▶ _EXERCISE DIRECTIONS_:
Reproduce each of the following lines verbatim, without changing a single character.

▶ _RECORDS FOR THIS TASK_:
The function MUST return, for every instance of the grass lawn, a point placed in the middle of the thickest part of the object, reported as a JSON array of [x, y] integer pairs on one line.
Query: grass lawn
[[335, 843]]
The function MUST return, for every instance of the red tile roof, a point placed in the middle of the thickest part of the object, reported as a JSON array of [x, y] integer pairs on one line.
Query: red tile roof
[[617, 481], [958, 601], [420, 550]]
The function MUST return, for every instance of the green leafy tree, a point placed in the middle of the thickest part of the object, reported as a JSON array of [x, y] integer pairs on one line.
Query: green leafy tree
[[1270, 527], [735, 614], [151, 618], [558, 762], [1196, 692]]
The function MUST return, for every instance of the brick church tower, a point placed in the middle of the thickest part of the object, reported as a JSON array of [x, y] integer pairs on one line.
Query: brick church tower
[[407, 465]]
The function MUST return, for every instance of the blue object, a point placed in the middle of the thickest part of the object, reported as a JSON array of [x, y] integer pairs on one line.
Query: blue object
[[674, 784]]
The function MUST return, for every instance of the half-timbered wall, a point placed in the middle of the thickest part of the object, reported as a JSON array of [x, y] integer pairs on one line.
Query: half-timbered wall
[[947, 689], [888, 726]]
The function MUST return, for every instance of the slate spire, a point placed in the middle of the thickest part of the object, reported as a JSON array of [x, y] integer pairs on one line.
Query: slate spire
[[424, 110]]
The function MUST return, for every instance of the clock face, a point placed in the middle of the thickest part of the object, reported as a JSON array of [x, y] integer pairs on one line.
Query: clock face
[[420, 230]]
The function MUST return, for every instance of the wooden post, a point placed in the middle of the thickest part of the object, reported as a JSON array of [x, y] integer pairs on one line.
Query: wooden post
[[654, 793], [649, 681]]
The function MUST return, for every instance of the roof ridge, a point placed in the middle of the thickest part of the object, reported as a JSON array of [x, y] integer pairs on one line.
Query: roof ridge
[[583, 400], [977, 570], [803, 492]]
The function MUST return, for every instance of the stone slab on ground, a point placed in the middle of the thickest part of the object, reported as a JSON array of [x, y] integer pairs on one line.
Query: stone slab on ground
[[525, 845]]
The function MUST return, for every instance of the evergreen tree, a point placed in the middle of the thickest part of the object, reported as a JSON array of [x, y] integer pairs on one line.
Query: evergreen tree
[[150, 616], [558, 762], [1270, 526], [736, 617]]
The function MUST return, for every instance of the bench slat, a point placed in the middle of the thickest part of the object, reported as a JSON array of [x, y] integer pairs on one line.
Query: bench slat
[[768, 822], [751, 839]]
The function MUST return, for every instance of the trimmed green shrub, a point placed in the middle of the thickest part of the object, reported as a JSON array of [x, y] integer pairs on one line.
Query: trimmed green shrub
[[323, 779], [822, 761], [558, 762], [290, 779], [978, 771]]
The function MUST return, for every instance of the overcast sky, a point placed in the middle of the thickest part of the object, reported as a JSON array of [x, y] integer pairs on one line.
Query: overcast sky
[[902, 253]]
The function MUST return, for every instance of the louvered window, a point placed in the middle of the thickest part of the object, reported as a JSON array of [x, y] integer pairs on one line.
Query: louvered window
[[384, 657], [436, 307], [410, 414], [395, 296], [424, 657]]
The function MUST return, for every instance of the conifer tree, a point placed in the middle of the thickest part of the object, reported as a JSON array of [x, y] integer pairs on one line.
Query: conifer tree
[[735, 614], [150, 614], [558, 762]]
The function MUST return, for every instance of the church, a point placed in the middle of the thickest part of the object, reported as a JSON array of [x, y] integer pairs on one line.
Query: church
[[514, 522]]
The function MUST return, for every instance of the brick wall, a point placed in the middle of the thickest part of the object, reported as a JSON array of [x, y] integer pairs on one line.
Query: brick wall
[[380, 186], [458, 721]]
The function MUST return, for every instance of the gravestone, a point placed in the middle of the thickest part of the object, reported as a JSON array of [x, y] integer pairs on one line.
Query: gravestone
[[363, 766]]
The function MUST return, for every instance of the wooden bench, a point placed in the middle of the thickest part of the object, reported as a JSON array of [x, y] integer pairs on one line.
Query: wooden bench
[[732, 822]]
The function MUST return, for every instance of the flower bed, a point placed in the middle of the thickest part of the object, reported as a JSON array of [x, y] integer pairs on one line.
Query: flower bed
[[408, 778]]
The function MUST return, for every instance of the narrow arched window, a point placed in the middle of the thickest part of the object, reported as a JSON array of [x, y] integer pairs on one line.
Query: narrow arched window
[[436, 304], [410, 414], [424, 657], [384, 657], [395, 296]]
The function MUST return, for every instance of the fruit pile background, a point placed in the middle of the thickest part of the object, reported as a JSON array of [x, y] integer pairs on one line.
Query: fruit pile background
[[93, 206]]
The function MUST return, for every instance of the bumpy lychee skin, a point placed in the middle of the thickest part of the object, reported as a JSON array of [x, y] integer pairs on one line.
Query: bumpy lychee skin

▶ _COMPLETED TASK_:
The function MUST return, for every instance of the grass lawn, a point placed in the middle of the thickest part of the object, reported as a JSON array of [x, y] integer pairs on one line.
Query: grass lawn
[[335, 843]]
The function MUST return, for every instance of the red tile roof, a point placed in the middle of the thickest part of the object, reported as a JSON array of [x, y] integer pairs on one line.
Query: red tile roof
[[617, 481], [958, 601], [420, 550]]
The function MUST return, for every instance of the green leafy tree, a point placed in the middle of the thickest part of the object, reported as a JSON array of [x, y] integer pairs on one line.
Query: green leafy tree
[[1270, 527], [735, 614], [151, 618], [558, 762], [1196, 692]]
The function MUST return, for every instance of the brick church tower, a point placed in the middle of the thickest part of the object, reported as a JSON array of [x, y] integer pairs on one line.
Query: brick church tower
[[407, 465]]
The function MUST return, for every instance of the blue object, a point placed in the middle of the thickest part of the object, reported as a JSON array of [x, y] integer pairs on one line.
Query: blue object
[[674, 784]]
The function MUST return, for every instance of the half-timbered wall, a point placed in the middle of the thickest part of the object, reported as a JSON array of [x, y] integer pairs on one line.
Query: half-timbered wall
[[947, 689], [888, 726]]
The function MUST return, for every instance of the slate spire, a point placed in the middle of the thickest part of the object, reported as a JSON array of [x, y] integer pairs on one line.
Query: slate spire
[[424, 110]]
The function MUST return, for every instance of the clock face, a point placed in the middle of the thickest part of the object, reported as a JSON array of [x, y] integer pairs on one line.
Query: clock face
[[420, 230]]
The function MUST return, for every instance of the wooden post, a point placed in the middle of the thickest part of the object, reported as a JSON array of [x, y] integer pairs on one line.
Query: wooden post
[[654, 793], [649, 681]]
The function MUST return, for every instance of the roof ridge, a point placed in the middle of the thickest part of the object, reported as a JSON array of [x, y] integer pairs on one line.
Query: roof ridge
[[583, 400], [977, 570], [803, 492]]
The function MUST return, for every instance of the stone slab on ground, a point placed in the middle of the thickest part of the object, reported as a JSON array of [x, y] integer pairs on one line.
Query: stone slab on ground
[[525, 845]]
The function MUST return, for every instance of the evergreen tree, a point placed in the middle of the thickest part of the object, reported as a JSON array of [x, y] integer pairs on one line.
Query: evergreen tree
[[150, 616], [558, 762], [1270, 526], [736, 617]]
The function MUST return, for every instance of the bench slat, a point placed in the middle of the thickest part of the object, reported as a JSON array of [x, y] integer pairs on one line.
Query: bench slat
[[768, 822], [751, 839]]
The function MUST return, for every instance of the trimmed green shrub, a point placed in the middle of the thickest part of the object, reported as a JSON array of [x, y] integer pairs on one line.
Query: trimmed green shrub
[[323, 779], [822, 761], [558, 762], [290, 779], [978, 771]]
The function MUST return, for every instance of the overcast sky, a point placed in the middle of the thickest part of the object, reported as a JSON array of [x, y] integer pairs on one line.
Query: overcast sky
[[902, 253]]
The function MUST return, for every instance of the louvered window, a point placed in the middle of the thickest part of the object, reported as a JSON array of [x, y] integer pairs on one line.
Query: louvered window
[[384, 657], [436, 307], [410, 414], [395, 296], [424, 657]]
The function MUST return, for every instance of the conifer tree, a point placed in the middle of the thickest part of the object, reported as a JSON array of [x, y] integer pairs on one line.
Query: conifer tree
[[735, 614], [150, 614], [558, 762]]
The function MUST return, for every instance of the church, a point placed in the middle of the thickest part of the object, reported as a JSON array of [x, y] integer pairs on one line.
Query: church
[[514, 522]]
The function MUST return, for every instance of the brick wall, a point placed in the middle of the thickest part of the object, reported as a JSON array of [x, y] integer pairs on one line.
Query: brick wall
[[380, 186], [458, 721]]
The function MUST return, for every instance of the gravestone, a point placed in the middle of the thickest part of the object, reported as a JSON array of [x, y] integer pairs on one line.
Query: gravestone
[[363, 766]]
The function MUST return, for every instance of the wooden bench, a point placed in the middle of the thickest part of the object, reported as a JSON array of [x, y] integer pairs on one line.
Query: wooden bench
[[732, 822]]
The function MUST return, for every instance of the flower bed, a point placed in the middle of the thickest part of the object, reported as a JSON array of [x, y] integer pairs on one line.
Query: flower bed
[[408, 778]]
The function MUST return, for every instance of the narrow arched window, a point placed in the middle of the thickest part of the object, reported as a JSON array of [x, y] integer pairs on one line.
Query: narrow arched window
[[436, 304], [410, 414], [424, 657], [384, 657], [395, 296]]
The function MUST return, for every instance of the fruit pile background, a point placed in the middle of the thickest part of the object, reported as a JSON array of [x, y] integer pairs on one line.
Query: fruit pile background
[[93, 206]]
The function MUST return, for every instance of the bumpy lychee skin, a point placed in the middle of the thickest part of the object, reported as a JSON array of [x, y] integer pairs on one line.
Query: bumpy lychee skin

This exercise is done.